** Parts of the exercise **
1: Answer these questions about the text on Trials HD:
(a) In what year did it come out on the Xbox 360?
(b) Which game was it an update of?
(c) What are the only controls a player has?
2: Output everything in the text on Trials HD from "Redlynx’s *Trials HD*" down to "of the *just-one-more-go*.".

Redlynx’s *Trials HD* burst onto the Xbox 360 in 2009, a shiny update of *Trials 2* that had been a PC favourite for a long time. The transition to console brought a few things to the table – a more playful attitude, perfect controls, and hundreds of Back buttons becoming suddenly spotlessly clean as impatient thumbs hammered them repeatedly.
For not only is *Trials HD* tense, brutal and gratifying, it’s also king of the *just-one-more-go*.
It has a simple premise – ride your scrambling motorbike over a series of obstacles and reach for the gold medal time. Viewed on a 2D plane with 3D elements, your only controls are accelerate, decelerate, and shift your body weight forward and back. There’s physics at the heart of all movement, so a hard push with see your rider throw themselves forward into a steep spin, but most of the game will require micro adjustments to just try and hit the ground at the perfect angle. This is a game that needs memory, both visual and muscle. The only way to tame each course is with repeat play, slowing building a dance of intricate moves that will shave off the vital seconds needed for gaining a medal/beating your friends (whichever is more important to you). The sets of tracks increase in difficulty until there’s very little that stops you throwing the controller through the nearest window in total frustration.

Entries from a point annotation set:
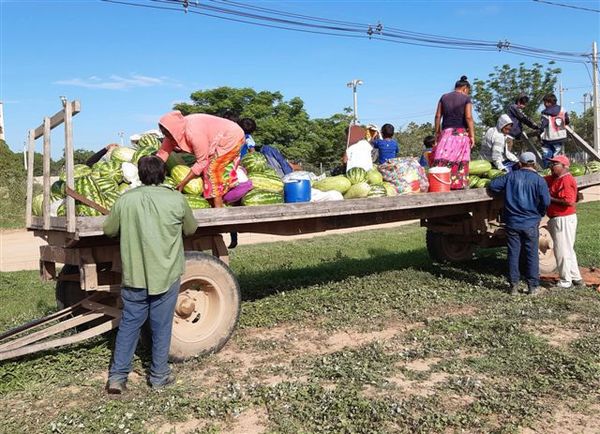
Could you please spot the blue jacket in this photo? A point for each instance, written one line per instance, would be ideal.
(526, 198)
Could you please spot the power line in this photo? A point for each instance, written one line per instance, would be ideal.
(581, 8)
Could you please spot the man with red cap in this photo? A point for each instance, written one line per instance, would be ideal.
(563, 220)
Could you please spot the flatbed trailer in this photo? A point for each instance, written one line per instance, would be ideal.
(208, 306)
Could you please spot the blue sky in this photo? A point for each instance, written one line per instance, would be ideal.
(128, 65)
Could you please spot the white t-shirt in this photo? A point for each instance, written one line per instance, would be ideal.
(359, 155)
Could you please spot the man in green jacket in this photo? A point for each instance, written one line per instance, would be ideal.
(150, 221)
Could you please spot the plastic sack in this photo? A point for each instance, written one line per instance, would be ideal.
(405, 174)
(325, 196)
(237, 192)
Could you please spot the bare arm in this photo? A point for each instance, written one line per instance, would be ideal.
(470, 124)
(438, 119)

--

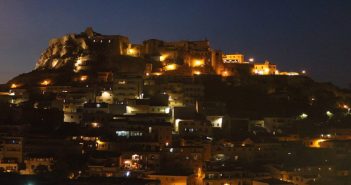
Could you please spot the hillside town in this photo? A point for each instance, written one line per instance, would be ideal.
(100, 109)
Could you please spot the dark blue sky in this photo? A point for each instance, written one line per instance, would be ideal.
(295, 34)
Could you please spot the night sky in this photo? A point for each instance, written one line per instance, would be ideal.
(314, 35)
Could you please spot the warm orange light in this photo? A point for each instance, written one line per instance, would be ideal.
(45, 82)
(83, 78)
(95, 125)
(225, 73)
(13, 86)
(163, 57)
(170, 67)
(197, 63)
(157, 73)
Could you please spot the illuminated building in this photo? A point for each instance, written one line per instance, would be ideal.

** Per-task outputs **
1:
(a) 2009
(b) Trials 2
(c) Accelerate, decelerate, and shift your body weight forward and back

2:
Redlynx’s *Trials HD* burst onto the Xbox 360 in 2009, a shiny update of *Trials 2* that had been a PC favourite for a long time. The transition to console brought a few things to the table – a more playful attitude, perfect controls, and hundreds of Back buttons becoming suddenly spotlessly clean as impatient thumbs hammered them repeatedly.
For not only is *Trials HD* tense, brutal and gratifying, it’s also king of the *just-one-more-go*.